■ **TEXTO EXTRAÍDO**:
──────────
Torna-se evidente essa conclusão, por um lado, a partir do momento em que, à partida, nas suas alegações (fls. 196), assevera que “a Recorrente tem por inteiramente reproduzidos os fundamentos de rejeição do recurso de agravo impetrado pela Recorrente, no entanto julga não ser despiciendo, em síntese, aludir aos seguintes:”.
Mais ainda, ao terminar as alegações (fls. 201), conclui que: “dos arrazoados resulta a alteração do Despacho Saneador-Sentença para o fim concreto de extinguir o processo de execução fiscal despoletado com estribo em inconstitucionalidade e ilegalidade gritantes, ordenando-se o levantamento da penhora que incide sobre as contas bancárias constantes dos autos, concretizando-se o fim último do direito, a justiça tributária”. 
Dos argumentos supratranscritos, mostra-se evidente que as alegações são dirigidas à Decisão do Tribunal de primeira instância, por um lado e, por outro, a falta de motivação jurídico-constitucional.
──────────
■ **TAREFA BREVE A**:
Segundo o texto extraído, sobre que penhora se pede o levantamento no final das alegações?
──────────
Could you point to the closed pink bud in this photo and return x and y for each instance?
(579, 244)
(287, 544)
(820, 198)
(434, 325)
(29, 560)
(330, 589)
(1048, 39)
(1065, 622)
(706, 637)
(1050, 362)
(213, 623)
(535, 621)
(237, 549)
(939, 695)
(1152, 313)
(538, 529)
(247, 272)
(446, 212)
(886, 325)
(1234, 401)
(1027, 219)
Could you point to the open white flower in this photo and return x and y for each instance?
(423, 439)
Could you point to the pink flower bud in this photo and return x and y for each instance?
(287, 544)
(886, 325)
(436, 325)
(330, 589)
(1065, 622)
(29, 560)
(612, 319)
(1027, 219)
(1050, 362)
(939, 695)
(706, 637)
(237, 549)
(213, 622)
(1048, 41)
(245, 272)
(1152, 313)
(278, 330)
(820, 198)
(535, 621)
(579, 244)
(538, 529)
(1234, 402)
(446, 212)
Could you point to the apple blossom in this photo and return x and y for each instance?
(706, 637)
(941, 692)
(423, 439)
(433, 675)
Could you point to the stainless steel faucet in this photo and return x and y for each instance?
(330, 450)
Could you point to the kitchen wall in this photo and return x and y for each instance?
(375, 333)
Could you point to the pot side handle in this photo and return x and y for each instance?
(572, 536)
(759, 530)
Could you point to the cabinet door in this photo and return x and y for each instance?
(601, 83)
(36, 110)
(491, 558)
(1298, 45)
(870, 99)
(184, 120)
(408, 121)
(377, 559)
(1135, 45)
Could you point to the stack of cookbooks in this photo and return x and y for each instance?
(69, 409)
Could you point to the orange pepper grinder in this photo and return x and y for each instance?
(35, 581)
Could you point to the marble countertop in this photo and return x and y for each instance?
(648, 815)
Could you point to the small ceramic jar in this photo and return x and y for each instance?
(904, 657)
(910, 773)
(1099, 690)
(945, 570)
──────────
■ **TAREFA BREVE B**:
Transcreva fielmente as linhas dos dados apresentados desde a linha que contém "Could you point to the small" até ao fim dessas linhas, incluindo tanto essa linha como a última.

■ **RESPOSTA A**:
A penhora que incide sobre as contas bancárias constantes dos autos.

■ **RESPOSTA B**:
Could you point to the small ceramic jar in this photo and return x and y for each instance?
(904, 657)
(910, 773)
(1099, 690)
(945, 570)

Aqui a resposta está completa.